Start of Extracted text

Not nitrogen burn. Lack of nitrogen. You need to understand that even though you put in a lot of manure, you have yet added no nutrients (except perhaps what little bit was in the topsoil). Because the nutrients are there in the manure, does not mean they are available to the plants. That only happens as the manure gradually breaks down over time:

Nutrient Release Rates from Compost and Manure

Gardeners need to understand that the nutrient release from compost and manure is slow, taking years. Adding compost or manure to improve soil tilth is not the same as fertilizing.

The typical nitrogen release rates from manure is only 30 to 50% the first year (fresh manure), 15 to 25% the second year, 7 to 12% the third year, 3 to 6% the fourth year, and so on. With compost and composted manure, the release rate is even slower, 5 to 25% the first year, 3 to 12% the second year and 1 to 6% the third year.

Since the nitrogen percentage of compost and manure products is typically only 2 to 4%, the amount of actual nitrogen release to support crop growth is very small.
##For soil with 4 to 5% organic matter, the mineralization (release) of nitrogen from soil organic matter will likely be sufficient for crop growth.

##For soils with 2 to 3% organic matter, the mineralization of nitrogen from soil organic matter will not likely be sufficient for heavy feeding vegetable crops. Supplement with 0.1 pound nitrogen fertilizer per 100 square feet.

End of Extracted text
Start of Data listing

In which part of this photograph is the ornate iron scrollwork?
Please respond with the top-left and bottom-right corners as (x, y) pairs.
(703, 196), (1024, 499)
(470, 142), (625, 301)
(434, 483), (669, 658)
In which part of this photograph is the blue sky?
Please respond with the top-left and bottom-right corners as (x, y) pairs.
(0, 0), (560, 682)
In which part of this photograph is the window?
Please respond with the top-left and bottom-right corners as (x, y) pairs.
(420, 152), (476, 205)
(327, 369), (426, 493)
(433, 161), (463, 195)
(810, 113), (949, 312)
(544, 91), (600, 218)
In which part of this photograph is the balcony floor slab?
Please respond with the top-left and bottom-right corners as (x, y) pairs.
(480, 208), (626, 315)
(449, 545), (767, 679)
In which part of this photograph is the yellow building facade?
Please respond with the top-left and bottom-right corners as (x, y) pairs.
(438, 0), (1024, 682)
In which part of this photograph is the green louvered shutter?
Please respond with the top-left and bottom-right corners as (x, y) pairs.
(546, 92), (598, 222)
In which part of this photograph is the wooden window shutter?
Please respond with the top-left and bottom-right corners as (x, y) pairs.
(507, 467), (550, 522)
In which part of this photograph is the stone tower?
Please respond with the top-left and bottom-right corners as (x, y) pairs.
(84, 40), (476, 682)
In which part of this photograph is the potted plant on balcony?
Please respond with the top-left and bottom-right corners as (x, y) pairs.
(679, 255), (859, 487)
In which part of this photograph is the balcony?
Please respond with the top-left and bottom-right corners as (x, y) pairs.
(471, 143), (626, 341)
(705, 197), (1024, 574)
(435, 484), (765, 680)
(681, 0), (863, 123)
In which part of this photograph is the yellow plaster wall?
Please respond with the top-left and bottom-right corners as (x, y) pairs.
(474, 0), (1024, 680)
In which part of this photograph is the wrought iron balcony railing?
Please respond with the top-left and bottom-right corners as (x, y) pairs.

End of Data listing

- _Exercises_
(1) Using the text on nutrient release from compost and manure, decide whether each statement agrees with it, and answer yes or no with the deciding words quoted exactly: (a) Fresh manure releases 30 to 50% of its nitrogen in the first year. (b) Composted manure releases nitrogen faster than fresh manure. (c) Soils with 2 to 3% organic matter will likely supply enough nitrogen for heavy feeding vegetable crops.
(2) From the text on nutrient release from compost and manure, return the passage between "Nutrient Release Rates" and "the third year.", inclusive, copied exactly.

- _Answers to the problems_
(1)
(a) Yes: "The typical nitrogen release rates from manure is only 30 to 50% the first year (fresh manure)"
(b) No: "With compost and composted manure, the release rate is even slower"
(c) No: "the mineralization of nitrogen from soil organic matter will not likely be sufficient for heavy feeding vegetable crops"

(2)
Nutrient Release Rates from Compost and Manure

Gardeners need to understand that the nutrient release from compost and manure is slow, taking years. Adding compost or manure to improve soil tilth is not the same as fertilizing.

The typical nitrogen release rates from manure is only 30 to 50% the first year (fresh manure), 15 to 25% the second year, 7 to 12% the third year, 3 to 6% the fourth year, and so on. With compost and composted manure, the release rate is even slower, 5 to 25% the first year, 3 to 12% the second year and 1 to 6% the third year.